═══ Records for processing ═══

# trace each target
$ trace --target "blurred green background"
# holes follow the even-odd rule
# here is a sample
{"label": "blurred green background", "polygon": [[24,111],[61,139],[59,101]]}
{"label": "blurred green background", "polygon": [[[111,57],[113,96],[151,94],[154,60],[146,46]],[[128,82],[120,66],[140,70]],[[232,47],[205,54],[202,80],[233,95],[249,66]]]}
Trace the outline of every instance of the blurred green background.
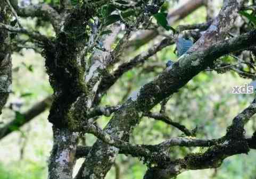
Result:
{"label": "blurred green background", "polygon": [[[205,7],[200,8],[178,24],[203,22],[205,14]],[[34,28],[34,19],[27,19],[22,22]],[[49,35],[52,33],[51,29],[49,27],[40,30]],[[129,54],[128,57],[146,50],[156,41],[142,47]],[[115,105],[121,103],[131,92],[153,79],[162,70],[159,68],[147,72],[142,70],[143,67],[154,63],[164,66],[168,59],[177,59],[174,53],[175,48],[171,46],[165,48],[143,66],[126,73],[104,97],[101,105]],[[11,103],[21,103],[22,105],[19,111],[22,113],[52,92],[44,68],[44,59],[40,55],[32,50],[23,49],[20,53],[13,54],[12,57],[13,93],[0,116],[0,121],[3,123],[0,124],[2,125],[15,117],[14,112],[8,107]],[[223,74],[202,72],[172,96],[167,105],[167,114],[174,121],[189,129],[197,126],[198,138],[220,137],[225,134],[226,127],[234,117],[251,102],[254,95],[232,94],[232,87],[250,82],[250,80],[230,72]],[[153,110],[159,109],[158,105]],[[47,158],[52,145],[52,125],[47,120],[48,114],[48,110],[44,112],[0,140],[0,179],[47,178]],[[98,123],[104,126],[109,119],[102,117]],[[246,125],[246,135],[251,135],[256,130],[255,119],[254,117]],[[144,117],[134,130],[130,141],[138,144],[156,144],[177,136],[183,136],[177,129],[162,122]],[[85,138],[89,146],[96,140],[89,134],[86,134]],[[177,158],[191,152],[202,152],[205,149],[202,148],[175,147],[170,150],[170,155]],[[252,150],[247,155],[237,155],[226,159],[219,168],[185,172],[178,175],[177,178],[254,179],[255,158],[256,151]],[[75,174],[82,161],[83,159],[78,160]],[[146,169],[141,161],[129,156],[120,155],[115,163],[115,167],[112,167],[106,178],[115,178],[117,171],[119,171],[120,178],[142,178]]]}

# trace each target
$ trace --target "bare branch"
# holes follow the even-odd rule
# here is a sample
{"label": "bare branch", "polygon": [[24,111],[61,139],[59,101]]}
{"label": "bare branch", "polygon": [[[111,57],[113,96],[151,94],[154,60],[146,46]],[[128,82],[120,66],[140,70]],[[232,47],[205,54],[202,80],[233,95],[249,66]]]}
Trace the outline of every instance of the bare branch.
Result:
{"label": "bare branch", "polygon": [[168,116],[160,113],[152,113],[151,112],[146,113],[144,115],[145,116],[153,118],[156,120],[161,121],[171,125],[174,127],[176,127],[181,132],[184,132],[186,135],[187,136],[194,136],[194,134],[186,126],[180,124],[178,123],[173,122]]}
{"label": "bare branch", "polygon": [[56,10],[48,4],[39,4],[24,7],[19,7],[17,13],[21,17],[43,17],[50,21],[56,32],[60,30],[61,17]]}
{"label": "bare branch", "polygon": [[38,32],[29,31],[24,29],[18,29],[11,25],[6,25],[2,23],[0,23],[0,29],[4,29],[10,32],[17,32],[26,34],[32,38],[42,42],[48,41],[49,39],[46,36],[45,36]]}
{"label": "bare branch", "polygon": [[106,116],[110,116],[112,113],[117,110],[121,106],[97,106],[92,108],[87,114],[87,117],[93,118],[95,116],[104,115]]}
{"label": "bare branch", "polygon": [[48,97],[40,102],[36,104],[28,110],[22,114],[24,120],[15,118],[0,128],[0,140],[13,131],[13,129],[19,129],[30,121],[35,117],[45,111],[52,103],[52,97]]}
{"label": "bare branch", "polygon": [[17,13],[12,7],[12,5],[11,4],[11,3],[10,2],[9,0],[5,0],[5,1],[6,2],[7,4],[8,4],[8,6],[11,9],[11,11],[12,11],[12,13],[13,14],[15,18],[16,18],[16,20],[17,20],[17,22],[18,22],[18,24],[19,24],[19,26],[20,27],[20,28],[22,28],[21,23],[20,23],[20,20],[19,19],[19,17],[18,16]]}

═══

Pictures are excluded; copy all other data exactly as shown.

**Output**
# trace each target
$ trace --target "blurred green background"
# holes follow the even-odd rule
# here is a sample
{"label": "blurred green background", "polygon": [[24,111],[61,139],[59,101]]}
{"label": "blurred green background", "polygon": [[[111,57],[113,96],[151,94],[154,60],[146,46]],[[128,82],[120,66],[140,70]],[[232,47],[205,54],[202,80],[233,95],[249,66]]]}
Trace the outline of every instance of the blurred green background.
Result:
{"label": "blurred green background", "polygon": [[[205,7],[200,8],[178,24],[203,22],[205,14]],[[34,28],[34,19],[27,19],[22,22]],[[49,35],[52,33],[51,29],[49,27],[40,30]],[[129,54],[128,57],[146,50],[156,41],[142,47]],[[115,105],[121,103],[131,92],[153,79],[162,70],[159,68],[147,72],[142,70],[143,67],[154,63],[164,66],[168,59],[177,59],[174,53],[175,48],[171,46],[165,48],[143,66],[126,73],[104,97],[101,105]],[[11,103],[21,103],[22,105],[19,111],[22,113],[52,92],[44,68],[44,59],[40,55],[32,50],[23,49],[20,53],[13,54],[12,57],[13,93],[0,116],[0,121],[3,123],[0,124],[2,125],[15,117],[14,112],[8,107]],[[223,74],[202,72],[172,96],[167,105],[167,114],[174,121],[189,129],[197,126],[198,138],[220,137],[225,134],[226,127],[234,117],[251,102],[254,95],[232,94],[232,87],[250,82],[250,80],[230,72]],[[153,110],[159,109],[158,105]],[[47,158],[52,145],[52,125],[47,120],[48,114],[48,110],[44,112],[0,140],[0,179],[47,178]],[[98,123],[104,126],[109,119],[102,117]],[[246,125],[246,135],[251,135],[256,130],[255,119],[254,117]],[[144,117],[134,130],[130,141],[138,144],[156,144],[177,136],[183,136],[177,129],[162,122]],[[85,138],[89,146],[96,140],[89,134],[86,134]],[[177,158],[191,152],[202,152],[205,149],[202,148],[175,147],[170,150],[170,155]],[[252,150],[247,155],[237,155],[226,159],[219,168],[185,172],[178,175],[177,178],[254,179],[255,158],[256,151]],[[75,174],[82,161],[83,159],[78,160]],[[146,169],[141,161],[129,156],[120,155],[115,163],[115,167],[112,167],[106,178],[115,178],[117,171],[119,171],[120,178],[142,178]]]}

# trace each target
$ trace --target "bare branch"
# holes follow the even-odd rule
# here is a sample
{"label": "bare branch", "polygon": [[24,111],[61,139],[59,101]]}
{"label": "bare branch", "polygon": [[[111,57],[113,96],[151,94],[154,60],[146,46]],[[128,82],[120,66],[140,70]],[[232,47],[205,54],[202,80],[233,95],[249,66]]]}
Trace the outline of every instance of the bare branch.
Result:
{"label": "bare branch", "polygon": [[168,116],[160,113],[152,113],[151,112],[146,113],[144,115],[145,116],[153,118],[156,120],[161,121],[171,125],[174,127],[176,127],[181,132],[184,132],[186,135],[187,136],[194,136],[194,134],[186,126],[180,124],[178,123],[173,122]]}
{"label": "bare branch", "polygon": [[56,10],[48,4],[39,4],[24,7],[19,7],[17,13],[21,17],[43,17],[50,21],[56,32],[60,30],[61,17]]}
{"label": "bare branch", "polygon": [[38,32],[29,31],[24,29],[18,29],[11,25],[6,25],[2,23],[0,23],[0,29],[4,29],[10,32],[17,32],[26,34],[32,38],[42,42],[48,41],[49,39],[46,36],[45,36]]}
{"label": "bare branch", "polygon": [[106,116],[110,116],[112,113],[117,110],[121,106],[97,106],[92,108],[87,114],[87,117],[93,118],[95,116],[104,115]]}
{"label": "bare branch", "polygon": [[48,97],[40,102],[36,104],[28,110],[22,114],[24,120],[15,118],[0,128],[0,140],[13,131],[13,129],[19,129],[30,121],[35,117],[45,111],[52,103],[52,97]]}
{"label": "bare branch", "polygon": [[17,13],[12,7],[12,5],[11,4],[11,3],[10,2],[9,0],[5,0],[5,1],[6,2],[7,4],[8,4],[8,6],[11,9],[11,11],[12,11],[12,13],[13,14],[15,18],[16,18],[16,20],[17,20],[17,22],[18,22],[18,24],[19,24],[19,26],[20,27],[20,28],[22,28],[21,23],[20,23],[20,20],[19,19],[19,17],[18,16]]}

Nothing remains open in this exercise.